| Vorliegender Text |
----------
Zweiteres hat mich persönlich nicht verwundert, denn im Kern geht es bei nahezu allen sadistischen und pädophilen Handlungen um Macht und Kontrolle. Diese Motivation ist ebenso der Kern vieler Persönlichkeitsstörungen, allen voran die dissoziale Persönlichkeitsstörung (siehe auch mein Artikel „Mein Patient, der Psychopath“). Wahrscheinlich wird hier in vielen Fällen sogar eine Komorbidität mit der Differentialdiagnose vermischt. Der Patient zeigt also sexuell deviantes Verhalten als Ausdruck seiner Persönlichkeitsstörung und nicht zur Befriedigung seiner paraphilen Bedürfnisse. Spannend hingegen finde ich den hohen Prozentsatz an Sucht und Angsterkrankungen in der Komorbidität bzw. Koexistenz.
Nicht jede paraphile Störung endet in einer Sexualdelinquenz, also einer entsprechenden Straftat. Und umgekehrt kann nicht bei jedem Sexualstraftäter die Diagnose einer paraphilen Störung oder auch nur einer Paraphilie gestellt werden. Aber es überrascht nicht, dass die Prävalenz unter den Sexualstraftätern gegenüber der Normalbevölkerung mit 43–98 % doch deutlich erhöht ist. Am häufigsten – und auch das überrascht nicht, treten hier Pädophilie und sexueller Sadismus auf.
Man kann sogar die Prävalenz verschiedener Persönlichkeitsstörungen den verschiedenen Delikten zuordnen. So weisen Vergewaltiger beispielsweise insgesamt häufiger die Diagnose einer Persönlichkeitsstörung auf als Pädokriminelle. Bei Vergewaltigern zeigt sich außerdem die Cluster-B-Persönlichkeitsstörung (impulsiv) überrepräsentiert, während bei den Kindesmissbrauchstätern häufig Störungen aus dem Cluster C (unsicher) diagnostiziert wurden.
----------
| Extrahierte Daten |
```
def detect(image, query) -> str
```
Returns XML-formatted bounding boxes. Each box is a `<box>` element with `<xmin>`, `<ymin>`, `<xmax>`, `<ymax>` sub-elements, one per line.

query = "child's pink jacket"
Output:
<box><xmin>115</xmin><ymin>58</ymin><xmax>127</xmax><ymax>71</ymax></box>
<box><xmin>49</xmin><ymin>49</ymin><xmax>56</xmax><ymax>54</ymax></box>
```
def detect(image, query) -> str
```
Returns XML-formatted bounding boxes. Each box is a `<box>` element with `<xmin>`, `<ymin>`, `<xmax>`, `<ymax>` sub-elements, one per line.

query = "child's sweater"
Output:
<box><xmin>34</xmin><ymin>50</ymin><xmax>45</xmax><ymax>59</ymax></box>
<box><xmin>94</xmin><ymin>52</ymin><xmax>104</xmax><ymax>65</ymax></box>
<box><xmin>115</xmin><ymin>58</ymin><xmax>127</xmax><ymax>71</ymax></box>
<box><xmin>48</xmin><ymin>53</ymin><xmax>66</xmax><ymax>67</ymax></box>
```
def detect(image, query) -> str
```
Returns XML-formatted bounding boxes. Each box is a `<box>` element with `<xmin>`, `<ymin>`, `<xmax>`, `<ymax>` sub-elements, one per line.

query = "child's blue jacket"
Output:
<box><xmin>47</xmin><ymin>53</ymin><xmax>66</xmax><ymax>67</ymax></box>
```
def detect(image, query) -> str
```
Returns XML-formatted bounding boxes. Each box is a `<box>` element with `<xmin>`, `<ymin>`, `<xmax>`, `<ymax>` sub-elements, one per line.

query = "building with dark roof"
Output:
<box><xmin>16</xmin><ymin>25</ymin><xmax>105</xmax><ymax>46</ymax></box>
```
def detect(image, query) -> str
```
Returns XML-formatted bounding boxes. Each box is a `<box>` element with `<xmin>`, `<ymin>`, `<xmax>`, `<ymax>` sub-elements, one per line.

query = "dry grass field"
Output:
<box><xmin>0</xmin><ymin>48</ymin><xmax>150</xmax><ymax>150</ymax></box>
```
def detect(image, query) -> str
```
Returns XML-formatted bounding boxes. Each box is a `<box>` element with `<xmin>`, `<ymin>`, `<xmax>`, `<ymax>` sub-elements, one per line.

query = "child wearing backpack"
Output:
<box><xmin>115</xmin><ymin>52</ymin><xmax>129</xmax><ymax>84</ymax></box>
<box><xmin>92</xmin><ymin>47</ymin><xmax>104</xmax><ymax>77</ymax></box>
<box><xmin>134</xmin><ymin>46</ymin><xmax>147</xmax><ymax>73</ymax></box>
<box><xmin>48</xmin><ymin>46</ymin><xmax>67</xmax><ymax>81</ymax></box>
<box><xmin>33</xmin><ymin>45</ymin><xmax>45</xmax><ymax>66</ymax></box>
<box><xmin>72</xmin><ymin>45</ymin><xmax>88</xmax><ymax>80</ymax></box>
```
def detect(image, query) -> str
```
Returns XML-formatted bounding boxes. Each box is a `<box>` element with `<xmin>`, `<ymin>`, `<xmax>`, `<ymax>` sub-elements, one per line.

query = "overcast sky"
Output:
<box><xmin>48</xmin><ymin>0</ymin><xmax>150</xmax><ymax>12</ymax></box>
----------
| Arbeitsanweisung |
Welche Persönlichkeitsstörung ist laut dem Text bei Vergewaltigern überrepräsentiert? Stützen Sie sich ausschließlich auf den Text.

| Lösung |
Die Cluster-B-Persönlichkeitsstörung (impulsiv).